-- BEGIN Working data --

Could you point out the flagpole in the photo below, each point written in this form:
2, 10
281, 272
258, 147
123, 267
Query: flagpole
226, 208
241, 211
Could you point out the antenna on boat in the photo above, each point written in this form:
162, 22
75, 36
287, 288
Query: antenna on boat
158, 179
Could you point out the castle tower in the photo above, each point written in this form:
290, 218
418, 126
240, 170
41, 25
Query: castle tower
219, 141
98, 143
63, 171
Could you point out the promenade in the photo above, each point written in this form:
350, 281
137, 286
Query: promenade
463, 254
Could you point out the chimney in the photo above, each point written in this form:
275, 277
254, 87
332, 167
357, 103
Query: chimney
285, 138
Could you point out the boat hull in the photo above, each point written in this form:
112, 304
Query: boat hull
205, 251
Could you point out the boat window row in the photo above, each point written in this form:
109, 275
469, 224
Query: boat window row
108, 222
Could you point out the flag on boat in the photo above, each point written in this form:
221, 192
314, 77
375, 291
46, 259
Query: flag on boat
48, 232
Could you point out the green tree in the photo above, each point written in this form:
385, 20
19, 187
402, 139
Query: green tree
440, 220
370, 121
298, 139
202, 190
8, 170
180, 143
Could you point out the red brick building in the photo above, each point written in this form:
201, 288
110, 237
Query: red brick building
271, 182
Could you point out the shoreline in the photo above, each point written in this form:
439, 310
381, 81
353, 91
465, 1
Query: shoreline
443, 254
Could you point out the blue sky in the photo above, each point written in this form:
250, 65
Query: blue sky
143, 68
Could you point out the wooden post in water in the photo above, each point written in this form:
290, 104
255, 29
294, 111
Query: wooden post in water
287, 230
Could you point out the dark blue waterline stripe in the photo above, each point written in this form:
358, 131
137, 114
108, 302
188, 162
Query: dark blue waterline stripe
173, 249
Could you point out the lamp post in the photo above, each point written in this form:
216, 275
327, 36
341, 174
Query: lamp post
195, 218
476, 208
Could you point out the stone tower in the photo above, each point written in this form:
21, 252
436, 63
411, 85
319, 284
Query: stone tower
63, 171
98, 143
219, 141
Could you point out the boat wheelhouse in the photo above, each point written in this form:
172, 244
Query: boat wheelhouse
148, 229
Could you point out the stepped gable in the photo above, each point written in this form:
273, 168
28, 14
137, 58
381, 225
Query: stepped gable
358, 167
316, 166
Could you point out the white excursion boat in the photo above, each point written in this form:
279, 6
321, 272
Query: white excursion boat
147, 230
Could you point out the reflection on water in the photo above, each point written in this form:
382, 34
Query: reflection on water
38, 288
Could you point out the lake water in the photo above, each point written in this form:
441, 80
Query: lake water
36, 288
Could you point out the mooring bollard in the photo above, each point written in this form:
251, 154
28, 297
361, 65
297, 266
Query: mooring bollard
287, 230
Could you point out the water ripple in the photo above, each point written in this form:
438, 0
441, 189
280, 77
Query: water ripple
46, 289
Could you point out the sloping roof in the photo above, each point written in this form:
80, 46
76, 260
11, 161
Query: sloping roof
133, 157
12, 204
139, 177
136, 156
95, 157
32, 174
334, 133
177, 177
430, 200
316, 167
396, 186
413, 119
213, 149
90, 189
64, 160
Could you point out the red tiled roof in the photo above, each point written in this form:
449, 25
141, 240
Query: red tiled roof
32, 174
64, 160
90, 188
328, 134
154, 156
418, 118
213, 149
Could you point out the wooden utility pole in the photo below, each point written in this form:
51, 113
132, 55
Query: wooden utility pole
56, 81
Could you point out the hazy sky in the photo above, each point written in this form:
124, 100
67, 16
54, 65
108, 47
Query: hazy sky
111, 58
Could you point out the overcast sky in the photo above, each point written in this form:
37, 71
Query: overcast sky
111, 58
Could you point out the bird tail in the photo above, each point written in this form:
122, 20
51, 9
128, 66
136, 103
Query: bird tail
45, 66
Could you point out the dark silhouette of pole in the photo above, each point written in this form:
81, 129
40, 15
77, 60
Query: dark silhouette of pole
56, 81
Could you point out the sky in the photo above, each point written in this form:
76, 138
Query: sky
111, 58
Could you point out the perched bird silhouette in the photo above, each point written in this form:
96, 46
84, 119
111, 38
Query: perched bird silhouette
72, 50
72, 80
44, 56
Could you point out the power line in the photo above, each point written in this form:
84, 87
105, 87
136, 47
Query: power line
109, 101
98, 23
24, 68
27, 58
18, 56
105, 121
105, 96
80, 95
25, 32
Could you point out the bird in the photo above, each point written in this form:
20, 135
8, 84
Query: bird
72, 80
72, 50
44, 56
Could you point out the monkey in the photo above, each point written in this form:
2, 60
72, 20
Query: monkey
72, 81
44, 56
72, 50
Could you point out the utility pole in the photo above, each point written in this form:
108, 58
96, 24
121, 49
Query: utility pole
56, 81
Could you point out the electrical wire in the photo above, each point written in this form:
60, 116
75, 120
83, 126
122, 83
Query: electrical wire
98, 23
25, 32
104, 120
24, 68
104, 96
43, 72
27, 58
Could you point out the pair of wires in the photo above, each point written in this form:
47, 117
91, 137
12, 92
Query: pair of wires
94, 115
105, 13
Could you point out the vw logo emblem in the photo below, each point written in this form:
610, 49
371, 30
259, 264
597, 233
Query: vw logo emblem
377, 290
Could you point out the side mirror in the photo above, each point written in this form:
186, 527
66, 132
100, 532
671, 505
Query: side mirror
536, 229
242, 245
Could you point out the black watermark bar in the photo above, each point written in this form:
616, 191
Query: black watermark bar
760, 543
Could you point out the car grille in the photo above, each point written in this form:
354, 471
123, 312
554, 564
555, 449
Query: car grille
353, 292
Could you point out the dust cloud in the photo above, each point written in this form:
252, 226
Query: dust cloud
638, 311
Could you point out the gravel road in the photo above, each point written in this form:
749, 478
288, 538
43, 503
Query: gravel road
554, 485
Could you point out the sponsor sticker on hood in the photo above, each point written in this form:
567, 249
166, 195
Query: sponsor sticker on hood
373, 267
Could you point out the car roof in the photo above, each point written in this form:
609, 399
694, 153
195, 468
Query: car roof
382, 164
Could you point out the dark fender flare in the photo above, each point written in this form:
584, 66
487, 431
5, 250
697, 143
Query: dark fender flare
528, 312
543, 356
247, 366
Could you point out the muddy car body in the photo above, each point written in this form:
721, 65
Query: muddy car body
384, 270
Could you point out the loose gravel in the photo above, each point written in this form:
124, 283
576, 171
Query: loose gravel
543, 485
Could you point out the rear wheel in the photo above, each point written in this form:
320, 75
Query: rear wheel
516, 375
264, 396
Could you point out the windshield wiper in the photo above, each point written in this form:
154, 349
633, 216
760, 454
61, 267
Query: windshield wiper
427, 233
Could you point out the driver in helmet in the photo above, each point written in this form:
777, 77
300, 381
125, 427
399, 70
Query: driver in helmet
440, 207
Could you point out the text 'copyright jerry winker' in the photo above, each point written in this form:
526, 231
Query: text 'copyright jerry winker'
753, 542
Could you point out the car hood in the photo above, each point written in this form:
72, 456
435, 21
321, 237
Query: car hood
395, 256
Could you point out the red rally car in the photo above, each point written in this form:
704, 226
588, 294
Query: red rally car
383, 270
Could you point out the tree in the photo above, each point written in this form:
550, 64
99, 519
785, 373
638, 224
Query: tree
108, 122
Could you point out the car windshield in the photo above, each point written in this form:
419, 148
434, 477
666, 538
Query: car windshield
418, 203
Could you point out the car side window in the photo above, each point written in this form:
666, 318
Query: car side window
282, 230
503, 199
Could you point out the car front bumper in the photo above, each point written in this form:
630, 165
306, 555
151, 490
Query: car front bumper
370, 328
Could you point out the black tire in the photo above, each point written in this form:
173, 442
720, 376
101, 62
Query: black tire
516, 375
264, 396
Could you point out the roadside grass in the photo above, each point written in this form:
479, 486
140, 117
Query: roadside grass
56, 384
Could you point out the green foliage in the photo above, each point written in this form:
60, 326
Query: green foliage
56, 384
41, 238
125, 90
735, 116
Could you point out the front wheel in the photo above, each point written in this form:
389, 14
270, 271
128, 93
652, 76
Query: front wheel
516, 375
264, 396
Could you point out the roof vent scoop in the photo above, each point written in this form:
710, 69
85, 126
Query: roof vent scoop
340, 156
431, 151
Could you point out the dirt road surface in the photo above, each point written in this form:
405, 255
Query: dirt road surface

-- END Working data --

Render every line of the records, from the line containing "Could you point out the front" through the last line of the records, as a JSON list of strings, one string per line, with blank lines omitted.

[
  "Could you point out the front wheel in the photo above, each point written in this form:",
  "389, 14",
  "270, 271",
  "128, 93",
  "652, 76",
  "Query: front wheel",
  "516, 375",
  "264, 396",
  "Could you point out the roof vent scoop in the photo above, each point written in this form:",
  "710, 69",
  "85, 126",
  "Query: roof vent scoop",
  "340, 156",
  "431, 151",
  "Could you point out the dirt road surface in the photo above, each point written in this form:",
  "405, 255",
  "Query: dirt road surface"
]